Work instructions. Reproduce the entries from their start through the line containing "94 112 L 105", both ends included, with "Give the outline" changed to "Draw the outline" and nothing else altered. Leave out the pictures.

(Outline annotation entries)
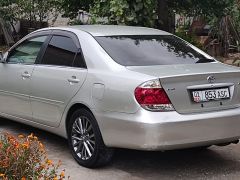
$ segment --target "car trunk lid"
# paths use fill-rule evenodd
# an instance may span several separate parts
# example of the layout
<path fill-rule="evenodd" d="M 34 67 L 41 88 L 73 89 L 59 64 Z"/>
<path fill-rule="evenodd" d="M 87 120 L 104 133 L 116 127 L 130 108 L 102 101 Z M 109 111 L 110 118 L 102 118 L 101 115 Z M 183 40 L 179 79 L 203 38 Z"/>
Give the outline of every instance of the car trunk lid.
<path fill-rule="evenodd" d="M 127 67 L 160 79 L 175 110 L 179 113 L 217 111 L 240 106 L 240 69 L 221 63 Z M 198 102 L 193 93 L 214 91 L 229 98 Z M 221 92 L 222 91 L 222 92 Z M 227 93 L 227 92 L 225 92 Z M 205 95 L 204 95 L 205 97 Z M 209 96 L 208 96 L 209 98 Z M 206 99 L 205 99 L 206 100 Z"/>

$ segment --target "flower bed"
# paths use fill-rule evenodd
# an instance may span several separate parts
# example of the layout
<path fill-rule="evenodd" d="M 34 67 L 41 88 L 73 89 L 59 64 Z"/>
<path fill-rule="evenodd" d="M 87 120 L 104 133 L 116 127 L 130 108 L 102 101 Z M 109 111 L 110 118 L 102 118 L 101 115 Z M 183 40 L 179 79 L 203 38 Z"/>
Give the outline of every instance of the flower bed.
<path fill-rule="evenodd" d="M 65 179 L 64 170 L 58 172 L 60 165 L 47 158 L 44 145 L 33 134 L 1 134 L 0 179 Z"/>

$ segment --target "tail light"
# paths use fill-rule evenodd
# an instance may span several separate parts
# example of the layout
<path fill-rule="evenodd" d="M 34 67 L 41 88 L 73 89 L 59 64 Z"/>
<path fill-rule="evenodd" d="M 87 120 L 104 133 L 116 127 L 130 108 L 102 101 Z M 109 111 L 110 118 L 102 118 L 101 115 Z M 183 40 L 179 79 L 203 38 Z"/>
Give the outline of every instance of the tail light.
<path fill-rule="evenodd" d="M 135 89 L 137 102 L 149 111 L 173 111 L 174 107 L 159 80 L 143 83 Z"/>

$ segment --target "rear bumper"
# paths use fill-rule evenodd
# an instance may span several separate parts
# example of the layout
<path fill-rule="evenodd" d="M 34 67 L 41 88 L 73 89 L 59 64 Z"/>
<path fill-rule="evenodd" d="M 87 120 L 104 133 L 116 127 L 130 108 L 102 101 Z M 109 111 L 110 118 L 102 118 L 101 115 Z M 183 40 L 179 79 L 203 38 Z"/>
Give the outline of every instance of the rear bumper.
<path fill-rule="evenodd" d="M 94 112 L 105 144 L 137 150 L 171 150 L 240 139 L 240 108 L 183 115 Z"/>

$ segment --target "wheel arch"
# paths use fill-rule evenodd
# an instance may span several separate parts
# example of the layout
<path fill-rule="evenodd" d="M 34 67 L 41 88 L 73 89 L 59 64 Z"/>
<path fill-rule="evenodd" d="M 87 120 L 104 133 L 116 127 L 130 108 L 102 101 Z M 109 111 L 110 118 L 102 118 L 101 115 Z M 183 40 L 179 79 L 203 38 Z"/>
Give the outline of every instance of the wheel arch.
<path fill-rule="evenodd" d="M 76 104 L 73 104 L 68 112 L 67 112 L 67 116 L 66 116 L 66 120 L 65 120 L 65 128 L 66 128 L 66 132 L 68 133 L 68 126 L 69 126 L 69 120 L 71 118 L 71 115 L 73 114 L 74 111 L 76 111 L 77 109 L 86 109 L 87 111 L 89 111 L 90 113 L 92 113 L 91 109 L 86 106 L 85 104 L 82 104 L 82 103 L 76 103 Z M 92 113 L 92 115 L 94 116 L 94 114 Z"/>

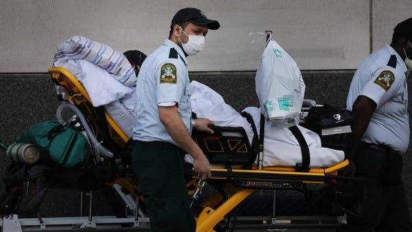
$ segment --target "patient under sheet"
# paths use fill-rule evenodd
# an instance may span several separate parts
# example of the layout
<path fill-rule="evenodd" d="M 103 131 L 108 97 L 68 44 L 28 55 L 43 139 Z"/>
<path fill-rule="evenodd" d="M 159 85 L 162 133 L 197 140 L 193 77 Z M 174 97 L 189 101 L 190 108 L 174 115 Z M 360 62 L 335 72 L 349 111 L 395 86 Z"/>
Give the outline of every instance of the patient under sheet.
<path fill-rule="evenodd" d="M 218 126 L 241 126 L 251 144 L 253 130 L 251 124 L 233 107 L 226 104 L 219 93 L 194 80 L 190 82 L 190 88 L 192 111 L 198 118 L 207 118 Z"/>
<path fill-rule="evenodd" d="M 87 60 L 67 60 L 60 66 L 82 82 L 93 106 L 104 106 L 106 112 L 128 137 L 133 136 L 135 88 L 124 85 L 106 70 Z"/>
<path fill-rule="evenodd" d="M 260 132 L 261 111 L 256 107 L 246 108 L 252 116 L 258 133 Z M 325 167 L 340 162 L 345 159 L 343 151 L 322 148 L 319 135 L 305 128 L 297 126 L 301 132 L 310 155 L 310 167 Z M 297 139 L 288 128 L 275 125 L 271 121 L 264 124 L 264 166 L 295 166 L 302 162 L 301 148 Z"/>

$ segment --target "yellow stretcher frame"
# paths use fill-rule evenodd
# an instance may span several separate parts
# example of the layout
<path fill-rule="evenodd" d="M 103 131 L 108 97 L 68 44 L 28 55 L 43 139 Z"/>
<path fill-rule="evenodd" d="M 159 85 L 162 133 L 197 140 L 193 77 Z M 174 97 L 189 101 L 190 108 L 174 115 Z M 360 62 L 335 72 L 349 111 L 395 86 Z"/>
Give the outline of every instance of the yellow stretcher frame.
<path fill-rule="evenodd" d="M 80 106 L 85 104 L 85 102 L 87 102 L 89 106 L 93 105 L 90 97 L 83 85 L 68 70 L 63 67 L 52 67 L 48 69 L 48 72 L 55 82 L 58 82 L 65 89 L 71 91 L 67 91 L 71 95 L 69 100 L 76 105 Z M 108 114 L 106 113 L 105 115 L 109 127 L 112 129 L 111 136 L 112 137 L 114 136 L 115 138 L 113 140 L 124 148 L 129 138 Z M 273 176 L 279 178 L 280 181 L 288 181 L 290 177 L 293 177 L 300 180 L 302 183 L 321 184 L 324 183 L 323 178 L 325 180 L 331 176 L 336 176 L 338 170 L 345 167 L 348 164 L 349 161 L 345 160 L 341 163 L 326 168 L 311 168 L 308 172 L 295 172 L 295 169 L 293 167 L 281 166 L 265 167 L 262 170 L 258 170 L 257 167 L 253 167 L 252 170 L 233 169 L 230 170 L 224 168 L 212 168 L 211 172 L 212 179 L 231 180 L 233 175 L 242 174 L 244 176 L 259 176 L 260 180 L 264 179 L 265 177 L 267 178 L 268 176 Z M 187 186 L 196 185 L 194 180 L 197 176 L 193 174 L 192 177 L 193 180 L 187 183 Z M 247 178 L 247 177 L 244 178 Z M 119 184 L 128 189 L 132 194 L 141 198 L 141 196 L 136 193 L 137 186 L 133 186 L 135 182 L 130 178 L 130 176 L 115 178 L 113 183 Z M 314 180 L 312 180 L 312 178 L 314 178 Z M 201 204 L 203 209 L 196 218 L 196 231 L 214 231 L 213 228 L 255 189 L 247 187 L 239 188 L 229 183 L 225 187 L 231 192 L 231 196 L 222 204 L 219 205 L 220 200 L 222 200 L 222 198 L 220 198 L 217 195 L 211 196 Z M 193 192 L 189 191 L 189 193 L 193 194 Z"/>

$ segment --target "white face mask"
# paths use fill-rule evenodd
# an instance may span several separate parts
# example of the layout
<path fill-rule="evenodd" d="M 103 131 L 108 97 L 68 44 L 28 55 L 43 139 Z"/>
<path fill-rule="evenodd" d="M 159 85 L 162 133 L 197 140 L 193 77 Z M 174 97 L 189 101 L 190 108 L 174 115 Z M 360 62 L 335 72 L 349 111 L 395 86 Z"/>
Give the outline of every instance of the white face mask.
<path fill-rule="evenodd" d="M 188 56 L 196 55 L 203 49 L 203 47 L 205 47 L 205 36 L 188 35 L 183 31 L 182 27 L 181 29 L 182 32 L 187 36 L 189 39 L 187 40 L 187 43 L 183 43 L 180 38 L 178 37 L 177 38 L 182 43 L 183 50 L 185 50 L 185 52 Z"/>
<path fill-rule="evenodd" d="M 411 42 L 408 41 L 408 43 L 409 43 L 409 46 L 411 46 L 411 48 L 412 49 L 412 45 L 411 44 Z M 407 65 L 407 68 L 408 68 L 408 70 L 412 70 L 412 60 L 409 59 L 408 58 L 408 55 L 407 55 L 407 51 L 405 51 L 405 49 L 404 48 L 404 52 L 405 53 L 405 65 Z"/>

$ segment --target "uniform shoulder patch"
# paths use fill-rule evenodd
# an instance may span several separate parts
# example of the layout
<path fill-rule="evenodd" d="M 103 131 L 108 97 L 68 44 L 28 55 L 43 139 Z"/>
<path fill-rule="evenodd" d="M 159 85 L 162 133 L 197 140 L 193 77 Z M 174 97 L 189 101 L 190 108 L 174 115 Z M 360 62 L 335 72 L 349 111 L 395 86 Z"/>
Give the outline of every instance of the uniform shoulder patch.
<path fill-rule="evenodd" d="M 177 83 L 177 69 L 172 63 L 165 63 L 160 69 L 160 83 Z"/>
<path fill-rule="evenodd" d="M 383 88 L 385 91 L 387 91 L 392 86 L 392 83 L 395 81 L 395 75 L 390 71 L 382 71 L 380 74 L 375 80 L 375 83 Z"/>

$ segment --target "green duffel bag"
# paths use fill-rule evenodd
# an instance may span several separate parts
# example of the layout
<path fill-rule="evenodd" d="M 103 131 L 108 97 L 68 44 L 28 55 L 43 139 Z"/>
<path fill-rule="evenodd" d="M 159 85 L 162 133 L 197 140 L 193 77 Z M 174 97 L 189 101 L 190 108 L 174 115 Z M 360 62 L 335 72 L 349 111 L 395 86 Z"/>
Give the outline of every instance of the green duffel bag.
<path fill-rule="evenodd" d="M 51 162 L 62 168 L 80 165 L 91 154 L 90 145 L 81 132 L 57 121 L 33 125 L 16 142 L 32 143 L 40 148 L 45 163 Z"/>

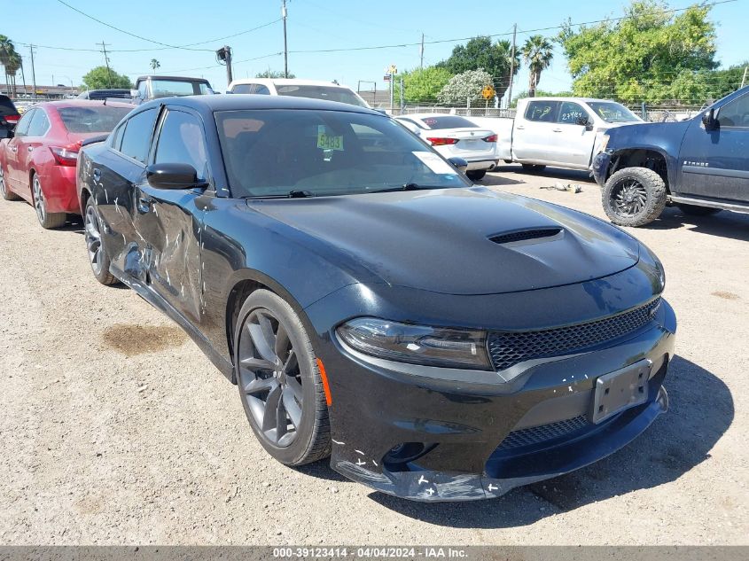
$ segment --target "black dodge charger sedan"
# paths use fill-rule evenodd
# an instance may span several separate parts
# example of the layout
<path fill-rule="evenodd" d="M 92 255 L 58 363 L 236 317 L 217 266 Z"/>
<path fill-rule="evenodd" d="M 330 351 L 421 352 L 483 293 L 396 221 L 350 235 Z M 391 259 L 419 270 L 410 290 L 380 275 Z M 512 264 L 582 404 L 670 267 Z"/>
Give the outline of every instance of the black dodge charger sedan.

Written response.
$ segment --target "car trunk lid"
# paths use fill-rule evenodd
# an instance may span several separate parts
# example of the layout
<path fill-rule="evenodd" d="M 34 67 L 41 88 L 73 89 L 59 64 Z"/>
<path fill-rule="evenodd" d="M 87 120 L 104 133 L 116 127 L 130 108 L 102 101 Z M 109 111 L 110 118 L 102 118 L 101 115 Z M 183 40 L 179 79 L 203 38 Z"/>
Draw the outline of every instance of the car trunk lid.
<path fill-rule="evenodd" d="M 127 67 L 160 79 L 175 110 L 179 113 L 217 111 L 240 106 L 240 69 L 221 63 Z M 198 102 L 193 93 L 214 91 L 229 98 Z M 221 92 L 222 91 L 222 92 Z M 227 93 L 227 92 L 225 92 Z M 205 95 L 204 95 L 205 97 Z M 209 96 L 208 96 L 209 98 Z M 206 99 L 205 99 L 206 100 Z"/>

$ segment --target "flower bed"
# paths use fill-rule evenodd
# an instance may span several separate parts
# example of the layout
<path fill-rule="evenodd" d="M 34 67 L 41 88 L 73 89 L 59 64 Z"/>
<path fill-rule="evenodd" d="M 87 120 L 104 133 L 116 127 L 130 108 L 102 101 Z M 109 111 L 110 118 L 102 118 L 101 115 Z M 183 40 L 179 79 L 203 38 Z"/>
Draw the outline of every instance of the flower bed.
<path fill-rule="evenodd" d="M 65 179 L 64 170 L 58 172 L 60 165 L 47 158 L 44 145 L 33 134 L 1 134 L 0 179 Z"/>

$ segment --target "tail light"
# paths use fill-rule evenodd
# an instance may span several separate parts
# example of the layout
<path fill-rule="evenodd" d="M 34 67 L 41 88 L 73 89 L 59 64 Z"/>
<path fill-rule="evenodd" d="M 87 120 L 104 133 L 116 127 L 130 108 L 102 101 Z M 109 111 L 110 118 L 102 118 L 101 115 Z M 183 40 L 179 79 L 203 38 Z"/>
Draw the outline of every instance of the tail light.
<path fill-rule="evenodd" d="M 135 89 L 137 102 L 149 111 L 173 111 L 174 107 L 159 80 L 143 83 Z"/>

$ segment --target "rear bumper"
# paths use fill-rule evenodd
# an instance may span several separate parts
# example of the layout
<path fill-rule="evenodd" d="M 34 67 L 41 88 L 73 89 L 59 64 Z"/>
<path fill-rule="evenodd" d="M 87 120 L 104 133 L 116 127 L 130 108 L 102 101 Z M 109 111 L 110 118 L 102 118 L 101 115 Z M 183 40 L 179 79 L 203 38 Z"/>
Draw the outline of every instance of the rear bumper.
<path fill-rule="evenodd" d="M 94 112 L 105 144 L 137 150 L 171 150 L 240 139 L 240 108 L 183 115 Z"/>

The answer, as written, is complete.